● **THE EXERCISE**: Rewrite the lines from the beginning of the items through the line containing "point(430, 210)", inclusive, changing "sample" to "template" and leaving everything else as it is.

-*-*-

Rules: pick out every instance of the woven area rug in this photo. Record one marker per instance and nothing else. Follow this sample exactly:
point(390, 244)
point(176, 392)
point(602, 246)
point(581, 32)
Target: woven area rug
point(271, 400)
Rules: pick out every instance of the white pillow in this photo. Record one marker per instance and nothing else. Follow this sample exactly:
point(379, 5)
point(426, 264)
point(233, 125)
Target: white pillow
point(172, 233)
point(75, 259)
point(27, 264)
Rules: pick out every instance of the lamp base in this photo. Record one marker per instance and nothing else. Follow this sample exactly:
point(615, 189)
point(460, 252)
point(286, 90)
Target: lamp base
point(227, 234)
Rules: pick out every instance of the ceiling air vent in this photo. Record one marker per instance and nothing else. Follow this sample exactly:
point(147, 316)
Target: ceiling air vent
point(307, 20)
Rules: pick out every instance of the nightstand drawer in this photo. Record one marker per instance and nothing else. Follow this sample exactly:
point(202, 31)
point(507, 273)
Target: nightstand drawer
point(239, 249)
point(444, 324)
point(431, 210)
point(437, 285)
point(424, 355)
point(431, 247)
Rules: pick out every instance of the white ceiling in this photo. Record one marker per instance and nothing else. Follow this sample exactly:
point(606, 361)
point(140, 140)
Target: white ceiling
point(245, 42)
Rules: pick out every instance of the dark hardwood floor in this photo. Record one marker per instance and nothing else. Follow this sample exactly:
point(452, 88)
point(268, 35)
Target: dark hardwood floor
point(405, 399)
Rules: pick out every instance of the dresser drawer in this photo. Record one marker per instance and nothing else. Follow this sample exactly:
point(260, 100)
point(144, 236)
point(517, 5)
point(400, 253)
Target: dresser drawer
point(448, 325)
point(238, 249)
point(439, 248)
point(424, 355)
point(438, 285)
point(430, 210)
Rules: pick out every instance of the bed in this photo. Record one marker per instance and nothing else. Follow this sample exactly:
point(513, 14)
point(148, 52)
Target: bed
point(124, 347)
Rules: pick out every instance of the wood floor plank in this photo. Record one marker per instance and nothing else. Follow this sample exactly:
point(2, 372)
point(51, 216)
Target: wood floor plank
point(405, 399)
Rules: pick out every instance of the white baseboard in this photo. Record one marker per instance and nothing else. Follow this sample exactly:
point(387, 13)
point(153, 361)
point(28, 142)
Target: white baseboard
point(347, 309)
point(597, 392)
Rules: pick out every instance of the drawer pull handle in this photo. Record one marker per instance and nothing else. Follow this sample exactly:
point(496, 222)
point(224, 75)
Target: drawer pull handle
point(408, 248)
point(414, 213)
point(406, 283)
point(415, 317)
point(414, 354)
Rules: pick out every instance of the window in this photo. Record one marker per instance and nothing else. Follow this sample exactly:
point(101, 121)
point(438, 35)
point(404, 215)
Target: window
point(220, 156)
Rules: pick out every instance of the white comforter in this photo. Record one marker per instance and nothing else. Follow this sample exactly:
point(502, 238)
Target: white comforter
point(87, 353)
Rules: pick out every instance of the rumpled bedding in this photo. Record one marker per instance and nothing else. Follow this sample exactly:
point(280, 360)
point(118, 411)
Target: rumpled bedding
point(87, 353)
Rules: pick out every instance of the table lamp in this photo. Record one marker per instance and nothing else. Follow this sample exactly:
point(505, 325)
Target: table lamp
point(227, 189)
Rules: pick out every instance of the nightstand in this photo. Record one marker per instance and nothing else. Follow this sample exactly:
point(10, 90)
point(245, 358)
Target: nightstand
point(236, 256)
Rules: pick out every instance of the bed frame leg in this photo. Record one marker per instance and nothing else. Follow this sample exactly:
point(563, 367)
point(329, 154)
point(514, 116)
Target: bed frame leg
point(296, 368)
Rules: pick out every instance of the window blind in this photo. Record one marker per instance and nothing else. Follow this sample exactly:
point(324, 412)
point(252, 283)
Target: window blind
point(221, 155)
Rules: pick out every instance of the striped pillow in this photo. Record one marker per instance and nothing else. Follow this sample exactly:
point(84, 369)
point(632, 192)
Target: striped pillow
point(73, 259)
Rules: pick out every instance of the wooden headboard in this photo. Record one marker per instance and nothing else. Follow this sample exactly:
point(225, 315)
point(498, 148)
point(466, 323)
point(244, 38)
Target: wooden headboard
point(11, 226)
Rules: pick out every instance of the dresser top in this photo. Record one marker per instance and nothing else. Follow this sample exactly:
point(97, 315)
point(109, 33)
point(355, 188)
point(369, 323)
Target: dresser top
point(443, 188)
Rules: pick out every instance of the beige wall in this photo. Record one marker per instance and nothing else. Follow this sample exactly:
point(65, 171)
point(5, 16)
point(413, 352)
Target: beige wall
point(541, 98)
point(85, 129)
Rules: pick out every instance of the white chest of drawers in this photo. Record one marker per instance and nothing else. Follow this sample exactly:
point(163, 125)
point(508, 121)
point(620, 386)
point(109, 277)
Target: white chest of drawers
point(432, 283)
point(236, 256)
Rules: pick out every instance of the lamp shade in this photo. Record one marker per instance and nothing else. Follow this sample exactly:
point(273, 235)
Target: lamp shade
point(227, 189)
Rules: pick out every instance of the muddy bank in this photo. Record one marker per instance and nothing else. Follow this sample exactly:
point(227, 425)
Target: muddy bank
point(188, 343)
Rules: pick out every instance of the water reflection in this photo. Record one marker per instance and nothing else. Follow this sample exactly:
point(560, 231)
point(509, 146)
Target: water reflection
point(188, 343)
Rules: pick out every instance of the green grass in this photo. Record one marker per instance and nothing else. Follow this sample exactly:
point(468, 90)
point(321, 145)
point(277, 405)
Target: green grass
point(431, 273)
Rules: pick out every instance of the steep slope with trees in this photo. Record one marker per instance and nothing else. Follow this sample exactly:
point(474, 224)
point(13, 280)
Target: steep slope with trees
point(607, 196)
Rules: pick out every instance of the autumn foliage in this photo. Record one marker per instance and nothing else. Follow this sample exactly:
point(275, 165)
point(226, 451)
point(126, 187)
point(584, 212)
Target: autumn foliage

-*-*-

● **ANSWER FOR THIS EXERCISE**:
Rules: pick out every instance of the woven area rug in this photo. Record one marker per instance and nothing else. Follow this template exactly:
point(390, 244)
point(176, 392)
point(602, 246)
point(581, 32)
Target: woven area rug
point(271, 400)
Rules: pick out every instance of the white pillow in this photo. Record one marker per instance and nothing else. Follow this template exactly:
point(379, 5)
point(426, 264)
point(233, 125)
Target: white pillow
point(172, 233)
point(75, 259)
point(27, 264)
Rules: pick out every instance of the lamp base in this photo. Record one marker per instance and nothing else. Follow this template exactly:
point(615, 189)
point(460, 252)
point(286, 90)
Target: lamp base
point(227, 234)
Rules: pick out every instance of the ceiling air vent in this photo. Record one marker per instance and nothing else. Follow this template exactly:
point(147, 316)
Target: ceiling air vent
point(307, 20)
Rules: pick out every instance of the nightstand drawer in this photo. Record one marker per instance and nothing else. Follow this template exactly:
point(202, 31)
point(507, 273)
Target: nightstand drawer
point(239, 249)
point(444, 324)
point(431, 210)
point(437, 285)
point(424, 355)
point(431, 247)
Rules: pick out every instance of the white ceiling in this photo. Record one marker per instance and nothing else. Follow this template exactly:
point(606, 361)
point(140, 140)
Target: white ceiling
point(245, 42)
Rules: pick out every instance of the dark hardwood floor in this photo. Record one marker per instance and nothing else. Follow this template exactly:
point(452, 88)
point(268, 35)
Target: dark hardwood floor
point(405, 399)
Rules: pick out every instance of the dresser drawer in this photo. Record one marker per instance and nothing else. Follow this template exactly:
point(260, 100)
point(144, 236)
point(517, 5)
point(400, 253)
Target: dresser drawer
point(448, 325)
point(238, 249)
point(439, 248)
point(424, 355)
point(438, 285)
point(430, 210)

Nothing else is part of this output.